>> Start Dataset

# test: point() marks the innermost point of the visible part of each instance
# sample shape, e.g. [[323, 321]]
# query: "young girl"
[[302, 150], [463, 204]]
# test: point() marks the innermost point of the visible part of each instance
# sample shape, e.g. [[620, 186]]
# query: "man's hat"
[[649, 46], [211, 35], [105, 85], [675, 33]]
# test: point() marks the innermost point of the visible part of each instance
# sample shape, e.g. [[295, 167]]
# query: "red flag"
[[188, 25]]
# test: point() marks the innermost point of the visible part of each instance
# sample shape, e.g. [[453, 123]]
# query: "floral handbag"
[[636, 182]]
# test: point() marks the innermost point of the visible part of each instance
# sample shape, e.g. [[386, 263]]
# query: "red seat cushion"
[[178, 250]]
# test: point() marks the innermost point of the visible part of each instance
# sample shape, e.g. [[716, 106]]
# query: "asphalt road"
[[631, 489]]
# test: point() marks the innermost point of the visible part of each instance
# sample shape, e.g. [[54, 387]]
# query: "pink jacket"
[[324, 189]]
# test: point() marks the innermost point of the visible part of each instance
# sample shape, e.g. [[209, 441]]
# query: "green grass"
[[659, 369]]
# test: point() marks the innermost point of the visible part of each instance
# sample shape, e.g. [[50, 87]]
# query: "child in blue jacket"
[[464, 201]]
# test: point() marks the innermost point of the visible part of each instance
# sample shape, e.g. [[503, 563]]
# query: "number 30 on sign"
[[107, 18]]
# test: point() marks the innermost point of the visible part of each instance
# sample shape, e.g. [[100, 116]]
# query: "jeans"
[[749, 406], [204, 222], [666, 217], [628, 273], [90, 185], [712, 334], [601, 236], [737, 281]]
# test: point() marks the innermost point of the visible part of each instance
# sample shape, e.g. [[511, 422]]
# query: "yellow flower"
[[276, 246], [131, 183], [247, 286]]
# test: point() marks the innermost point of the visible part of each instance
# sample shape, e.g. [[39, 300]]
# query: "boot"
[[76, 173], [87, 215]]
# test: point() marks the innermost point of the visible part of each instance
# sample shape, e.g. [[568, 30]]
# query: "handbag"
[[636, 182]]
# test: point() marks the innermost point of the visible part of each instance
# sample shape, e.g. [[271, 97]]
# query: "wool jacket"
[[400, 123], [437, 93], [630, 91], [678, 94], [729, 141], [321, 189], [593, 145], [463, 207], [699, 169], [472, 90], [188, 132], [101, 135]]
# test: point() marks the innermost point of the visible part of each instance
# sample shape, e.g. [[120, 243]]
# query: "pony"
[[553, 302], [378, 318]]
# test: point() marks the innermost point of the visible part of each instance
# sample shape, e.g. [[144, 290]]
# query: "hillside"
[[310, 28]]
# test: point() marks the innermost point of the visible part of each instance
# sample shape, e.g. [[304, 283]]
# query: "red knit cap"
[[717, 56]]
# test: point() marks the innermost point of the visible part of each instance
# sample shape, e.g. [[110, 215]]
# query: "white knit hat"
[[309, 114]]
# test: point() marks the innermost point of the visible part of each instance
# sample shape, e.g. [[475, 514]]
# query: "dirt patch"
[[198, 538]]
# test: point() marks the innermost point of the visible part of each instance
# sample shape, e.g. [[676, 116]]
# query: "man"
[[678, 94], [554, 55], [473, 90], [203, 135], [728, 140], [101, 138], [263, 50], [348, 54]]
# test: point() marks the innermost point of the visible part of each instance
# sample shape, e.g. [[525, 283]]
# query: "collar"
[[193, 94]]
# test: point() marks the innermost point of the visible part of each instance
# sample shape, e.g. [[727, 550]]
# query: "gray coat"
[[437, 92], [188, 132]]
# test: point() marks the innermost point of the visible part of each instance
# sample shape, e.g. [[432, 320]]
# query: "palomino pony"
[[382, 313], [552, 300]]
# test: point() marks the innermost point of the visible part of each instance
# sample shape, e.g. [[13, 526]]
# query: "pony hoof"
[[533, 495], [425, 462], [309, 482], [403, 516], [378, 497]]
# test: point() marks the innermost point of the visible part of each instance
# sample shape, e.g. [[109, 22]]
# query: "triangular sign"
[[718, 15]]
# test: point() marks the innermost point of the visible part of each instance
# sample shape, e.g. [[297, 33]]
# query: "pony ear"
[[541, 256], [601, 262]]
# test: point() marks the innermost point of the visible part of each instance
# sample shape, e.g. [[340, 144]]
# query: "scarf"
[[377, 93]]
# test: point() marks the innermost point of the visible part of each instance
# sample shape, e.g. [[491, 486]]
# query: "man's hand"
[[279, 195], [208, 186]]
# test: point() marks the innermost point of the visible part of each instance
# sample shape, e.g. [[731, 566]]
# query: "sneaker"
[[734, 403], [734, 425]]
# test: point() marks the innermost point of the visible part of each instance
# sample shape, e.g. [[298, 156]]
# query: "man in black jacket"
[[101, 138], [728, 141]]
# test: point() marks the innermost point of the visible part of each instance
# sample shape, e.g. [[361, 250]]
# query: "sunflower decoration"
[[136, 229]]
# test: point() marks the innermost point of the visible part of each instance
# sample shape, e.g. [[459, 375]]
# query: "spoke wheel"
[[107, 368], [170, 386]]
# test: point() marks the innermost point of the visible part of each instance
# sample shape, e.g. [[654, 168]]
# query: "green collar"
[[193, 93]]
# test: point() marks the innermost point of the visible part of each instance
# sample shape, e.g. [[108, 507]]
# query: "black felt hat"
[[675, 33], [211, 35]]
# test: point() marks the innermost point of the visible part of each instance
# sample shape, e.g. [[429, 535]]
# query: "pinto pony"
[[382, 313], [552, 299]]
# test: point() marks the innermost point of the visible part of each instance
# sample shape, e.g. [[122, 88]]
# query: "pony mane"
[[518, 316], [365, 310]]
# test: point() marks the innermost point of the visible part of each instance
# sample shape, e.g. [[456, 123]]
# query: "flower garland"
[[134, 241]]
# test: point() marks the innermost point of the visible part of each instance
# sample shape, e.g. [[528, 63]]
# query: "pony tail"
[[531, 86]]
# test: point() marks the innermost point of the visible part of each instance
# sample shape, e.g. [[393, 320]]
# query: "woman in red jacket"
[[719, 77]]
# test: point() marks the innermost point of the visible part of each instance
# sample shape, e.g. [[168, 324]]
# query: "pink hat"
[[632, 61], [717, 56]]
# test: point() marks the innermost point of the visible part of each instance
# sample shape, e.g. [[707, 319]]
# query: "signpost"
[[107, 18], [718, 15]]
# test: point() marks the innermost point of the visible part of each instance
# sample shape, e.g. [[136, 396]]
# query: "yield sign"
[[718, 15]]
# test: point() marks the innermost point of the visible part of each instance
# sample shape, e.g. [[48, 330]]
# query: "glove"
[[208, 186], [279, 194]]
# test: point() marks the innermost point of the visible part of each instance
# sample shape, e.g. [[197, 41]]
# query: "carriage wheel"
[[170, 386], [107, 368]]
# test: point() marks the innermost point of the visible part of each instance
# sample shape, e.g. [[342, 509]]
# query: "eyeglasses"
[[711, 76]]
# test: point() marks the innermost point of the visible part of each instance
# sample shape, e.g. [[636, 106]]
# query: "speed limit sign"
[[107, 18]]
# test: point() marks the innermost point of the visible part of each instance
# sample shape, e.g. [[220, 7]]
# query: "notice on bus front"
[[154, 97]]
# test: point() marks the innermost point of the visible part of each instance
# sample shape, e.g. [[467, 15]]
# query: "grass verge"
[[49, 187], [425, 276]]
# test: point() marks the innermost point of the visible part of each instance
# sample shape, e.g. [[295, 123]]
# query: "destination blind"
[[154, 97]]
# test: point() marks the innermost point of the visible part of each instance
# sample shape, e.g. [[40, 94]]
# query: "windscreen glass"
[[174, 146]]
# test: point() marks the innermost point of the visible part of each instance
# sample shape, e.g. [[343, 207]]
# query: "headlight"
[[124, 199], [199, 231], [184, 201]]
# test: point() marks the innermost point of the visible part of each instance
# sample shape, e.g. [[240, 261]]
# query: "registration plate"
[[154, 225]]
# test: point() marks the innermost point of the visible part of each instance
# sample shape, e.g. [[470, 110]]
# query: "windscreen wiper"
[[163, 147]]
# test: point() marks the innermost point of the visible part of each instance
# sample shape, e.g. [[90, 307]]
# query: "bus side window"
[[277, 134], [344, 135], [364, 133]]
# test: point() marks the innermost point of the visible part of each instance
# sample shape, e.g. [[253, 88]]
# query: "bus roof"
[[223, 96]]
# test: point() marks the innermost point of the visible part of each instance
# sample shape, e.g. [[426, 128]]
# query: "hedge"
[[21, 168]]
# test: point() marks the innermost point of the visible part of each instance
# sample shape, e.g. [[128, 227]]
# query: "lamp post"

>> End Dataset

Given task:
List each line of the data above that contains the string "wheel".

Result:
# query: "spoke wheel"
# query: "carriage wheel"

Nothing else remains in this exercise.